• [Records for this task]
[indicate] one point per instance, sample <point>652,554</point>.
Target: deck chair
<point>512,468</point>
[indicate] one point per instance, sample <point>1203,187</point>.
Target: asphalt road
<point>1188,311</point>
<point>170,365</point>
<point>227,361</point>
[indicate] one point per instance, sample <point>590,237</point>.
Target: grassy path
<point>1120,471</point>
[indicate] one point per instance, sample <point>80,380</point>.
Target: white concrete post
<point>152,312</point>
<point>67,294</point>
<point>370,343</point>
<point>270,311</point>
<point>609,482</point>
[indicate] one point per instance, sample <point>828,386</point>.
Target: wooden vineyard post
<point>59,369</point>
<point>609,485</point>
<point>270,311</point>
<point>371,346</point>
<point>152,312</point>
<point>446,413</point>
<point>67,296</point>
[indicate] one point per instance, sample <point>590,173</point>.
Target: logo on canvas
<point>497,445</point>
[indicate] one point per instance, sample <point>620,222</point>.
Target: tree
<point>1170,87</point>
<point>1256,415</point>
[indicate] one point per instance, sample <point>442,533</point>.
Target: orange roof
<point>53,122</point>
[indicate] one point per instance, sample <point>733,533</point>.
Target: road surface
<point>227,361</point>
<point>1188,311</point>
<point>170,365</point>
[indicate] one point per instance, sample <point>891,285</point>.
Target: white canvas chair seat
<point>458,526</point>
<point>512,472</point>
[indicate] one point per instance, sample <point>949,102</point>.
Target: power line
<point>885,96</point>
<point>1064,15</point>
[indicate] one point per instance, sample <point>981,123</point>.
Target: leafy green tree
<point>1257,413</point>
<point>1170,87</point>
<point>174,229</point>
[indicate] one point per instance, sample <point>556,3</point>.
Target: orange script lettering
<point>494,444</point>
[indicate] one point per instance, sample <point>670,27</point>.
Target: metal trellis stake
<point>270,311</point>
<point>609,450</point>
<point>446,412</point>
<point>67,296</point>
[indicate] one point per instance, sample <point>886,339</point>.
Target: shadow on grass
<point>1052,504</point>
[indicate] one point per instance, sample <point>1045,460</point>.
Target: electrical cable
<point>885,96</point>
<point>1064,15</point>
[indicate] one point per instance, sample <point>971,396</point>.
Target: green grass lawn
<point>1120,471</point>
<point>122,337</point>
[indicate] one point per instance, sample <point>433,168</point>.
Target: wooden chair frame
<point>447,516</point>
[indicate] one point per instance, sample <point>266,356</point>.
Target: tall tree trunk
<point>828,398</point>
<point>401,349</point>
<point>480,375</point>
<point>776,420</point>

• [Exercise]
The material above needs to be copied out in full, exactly as given.

• [Task response]
[indicate] one point per instance, sample <point>652,554</point>.
Target: deck chair
<point>512,468</point>
[indicate] one point per instance, sample <point>1203,187</point>.
Target: asphalt road
<point>1188,311</point>
<point>170,365</point>
<point>227,361</point>
[indicate] one point per instance, sample <point>590,237</point>.
Target: grassy path
<point>1120,471</point>
[indicate] one point per instance, sample <point>80,380</point>.
Target: white concrete post
<point>152,312</point>
<point>67,294</point>
<point>370,343</point>
<point>270,311</point>
<point>609,482</point>
[indicate] one point per instance, sample <point>828,386</point>.
Target: wooden vineyard post
<point>59,369</point>
<point>609,485</point>
<point>270,311</point>
<point>371,346</point>
<point>152,312</point>
<point>446,413</point>
<point>67,296</point>
[indicate] one point per instance, sample <point>590,173</point>.
Target: logo on canvas
<point>497,445</point>
[indicate] one point per instance, sample <point>620,222</point>.
Target: tree
<point>1170,87</point>
<point>1256,415</point>
[indicate] one point per instance, sample <point>442,533</point>.
Target: orange roof
<point>53,122</point>
[indicate] one point per instance, sample <point>733,533</point>.
Target: road surface
<point>227,361</point>
<point>1188,311</point>
<point>170,365</point>
[indicate] one point per instance, sample <point>891,285</point>.
Target: white canvas chair seat
<point>458,526</point>
<point>512,472</point>
[indicate] one point per instance, sample <point>949,102</point>.
Target: power line
<point>885,96</point>
<point>1064,15</point>
[indicate] one point per instance, sample <point>981,123</point>.
Target: leafy green tree
<point>1257,413</point>
<point>1170,87</point>
<point>174,229</point>
[indicate] one point per instance, sample <point>556,3</point>.
Target: orange script lettering
<point>494,444</point>
[indicate] one point per instance, sample <point>670,27</point>.
Target: metal trellis stake
<point>270,311</point>
<point>609,450</point>
<point>446,412</point>
<point>67,296</point>
[indicate] one point per instance, sample <point>886,339</point>.
Target: shadow on grass
<point>1052,504</point>
[indicate] one point per instance, sample <point>1045,460</point>.
Target: electrical cable
<point>885,96</point>
<point>1064,15</point>
[indicate] one point per instance, sample <point>971,396</point>.
Target: green grass lawn
<point>1120,471</point>
<point>122,337</point>
[indicate] one point per instance, sample <point>433,168</point>.
Target: wooden chair frame
<point>447,516</point>
[indicate] one point per instance, sample <point>266,356</point>.
Target: tall tree trunk
<point>828,398</point>
<point>401,349</point>
<point>480,375</point>
<point>776,420</point>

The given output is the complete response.